◆ Given text ◆

= = = =

Iovine and Young Academy students launch campaign to curb community virus spread

Called “Spread Care, Not COVID,” the campaign uses positivity and creative messaging to emphasize social responsibility to fellow students.

USC Iovine and Young Academy (IYA) students are working to fight the spread of COVID-19 with the upcoming launch of their “Spread Care, Not COVID” campaign. The peer-to-peer call to be socially responsible for the good of the student body and surrounding community aims to curb future outbreaks like those seen at Duke University, all with the hope of a safe return to campus this coming fall.

“Over the course of the fall semester, the student team conducted student research and developed ideas that could help promote awareness and underscore the importance of pro-social behaviors among the USC student community,” IYA Communications Manager Karine Kim told Annenberg Media in an email statement. “Pro-social” behaviors include wearing masks and maintaining physical distance. Kim said the intention was to create media that would resonate with students.

IYA was established in 2013 with a goal of fostering creative and critical thinking at the crossroads of communication, computer science, business and design. This new campaign is meant to reflect that philosophy. IYA students combined their creative and marketing skill sets to develop an impactful advertising campaign.

Kim said the campaign will include the production and display of posters around campus, the distribution of virtual Zoom backgrounds to students, as well as memes to be released in the popular student Facebook groups.

= = = =

◆ Data for analysis ◆
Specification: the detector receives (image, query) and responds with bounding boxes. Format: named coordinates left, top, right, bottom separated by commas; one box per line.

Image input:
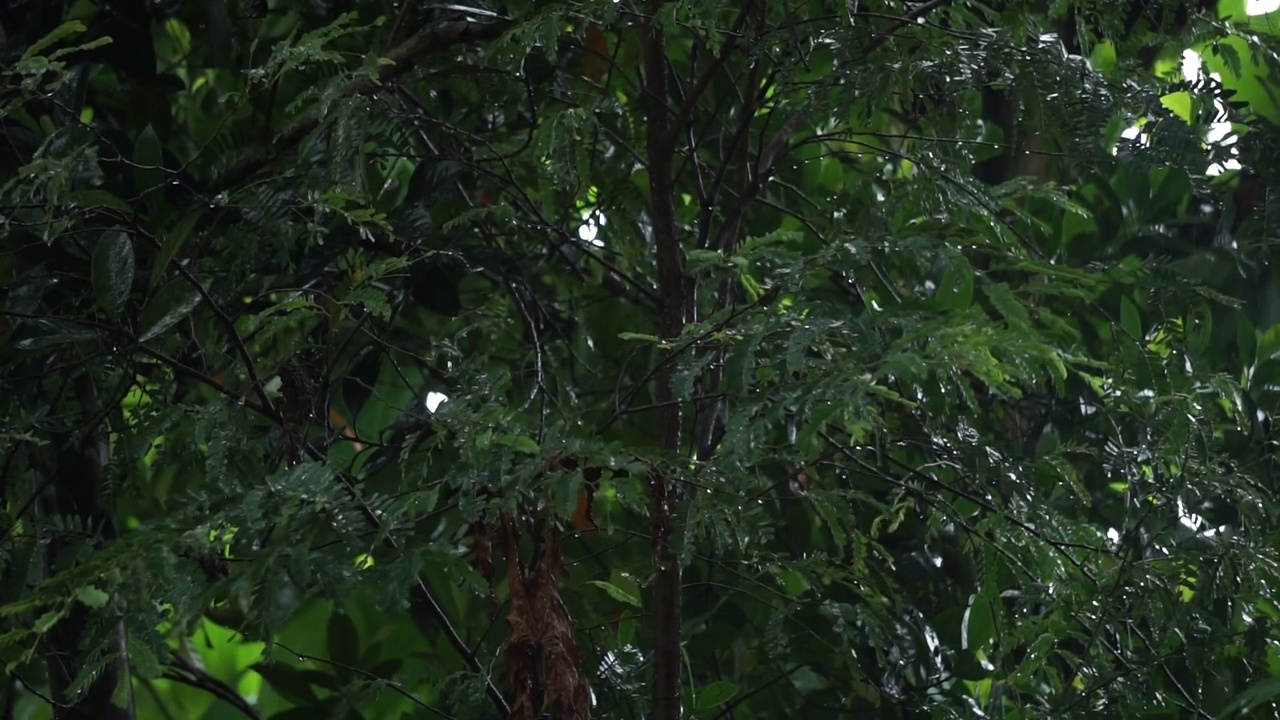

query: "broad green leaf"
left=325, top=607, right=360, bottom=666
left=138, top=279, right=201, bottom=342
left=93, top=231, right=133, bottom=311
left=151, top=210, right=204, bottom=290
left=133, top=124, right=166, bottom=193
left=76, top=585, right=111, bottom=609
left=694, top=680, right=739, bottom=711
left=933, top=261, right=973, bottom=310
left=586, top=580, right=641, bottom=607
left=1120, top=297, right=1144, bottom=342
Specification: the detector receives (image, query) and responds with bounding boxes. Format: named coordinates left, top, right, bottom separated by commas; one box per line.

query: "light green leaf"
left=76, top=585, right=111, bottom=610
left=92, top=231, right=134, bottom=311
left=138, top=281, right=201, bottom=342
left=694, top=680, right=739, bottom=711
left=586, top=580, right=640, bottom=607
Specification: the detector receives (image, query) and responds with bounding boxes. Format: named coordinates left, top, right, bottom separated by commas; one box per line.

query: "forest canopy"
left=0, top=0, right=1280, bottom=720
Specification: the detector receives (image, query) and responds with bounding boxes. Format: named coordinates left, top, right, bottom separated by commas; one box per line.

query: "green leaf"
left=22, top=20, right=87, bottom=60
left=251, top=662, right=320, bottom=705
left=1120, top=297, right=1143, bottom=341
left=138, top=281, right=201, bottom=342
left=982, top=283, right=1032, bottom=328
left=151, top=210, right=204, bottom=290
left=325, top=607, right=360, bottom=666
left=76, top=585, right=111, bottom=610
left=1219, top=678, right=1280, bottom=720
left=133, top=124, right=165, bottom=195
left=586, top=580, right=640, bottom=607
left=1235, top=310, right=1258, bottom=372
left=933, top=260, right=973, bottom=310
left=92, top=231, right=133, bottom=318
left=694, top=680, right=739, bottom=711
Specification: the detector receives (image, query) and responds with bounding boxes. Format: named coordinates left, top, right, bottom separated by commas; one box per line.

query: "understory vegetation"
left=0, top=0, right=1280, bottom=720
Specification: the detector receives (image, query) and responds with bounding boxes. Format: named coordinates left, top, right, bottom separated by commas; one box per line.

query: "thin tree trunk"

= = = =

◆ Task A ◆
According to the article on the "Spread Care, Not COVID" campaign, in what year was the Iovine and Young Academy established?
◆ Task B ◆
Continue the article on the "Spread Care, Not COVID" campaign from where it stops.

◆ Answer area A ◆
2013

◆ Answer area B ◆
Kim also said the campaign plans to release themed merchandise, including hoodies, hand sanitizers and masks to the USC bookstores by the end of March. All proceeds from the campaign’s USC bookstore sales will go to the USC Student Relief Fund to help students in need.

Eliza Glover was one of nine students selected to work on the campaign. Glover was in charge of the rollout process and collaborated on the development of the campaign design.

“One of the biggest things is ‘how do you get college kids to care when there’s not as much consequence?’” Glover said about the project’s driving question. “We wanted something that was relatable and funny and kind of positive.”

Signs and banners are scheduled to go up soon at Fertitta Hall, the Tutor Center, Bovard Auditorium and Iovine and Young Hall. Memes will roll out on various USC platforms including the digital We Are SC newsletter, social media and the Experience USC webpage.

The campaign will also reach out to members of the surrounding South Los Angeles community with the intention of uniting the Trojan family with their neighbors. Co-leader of the campaign and Iovine and Young faculty member Carsten Becker said his students have been engaging with those near campus, both in-person and virtually.

“We developed ideas of students actually going out and actively passing out masks to make sure our neighbors are OK,” Becker said of the collaboration. “That was a really big part of our philosophy – to not just look at ourselves, but to think about how we can solve these problems for the bigger community.”

In addition to the on-campus creative assets, Becker said the campaign will feature a digital catalog with photographs of both USC students and local community members working together to keep the area safe. Though the project is currently specific to the COVID-19 pandemic, Becker believes it can be repurposed to apply to future hardships that will require community collaboration.

When it comes to future extensions, Becker said he “can see a potential for students to band together again if something else comes our way” and that “it’s a great example for student-led initiatives that both impact our campus community but also bridge the gap outside our walls at USC.”

When Glover was asked about how she expected students to react to the campaign, she was optimistic about its ability to engage the student body into taking concrete action.

“I think people will react positively towards it. I think it’s something that students are lacking at the moment; kind of that affirmation from the university,” said Glover. “A lot of students that I’ve talked to just feel the motivation is down about what’s going to happen next.”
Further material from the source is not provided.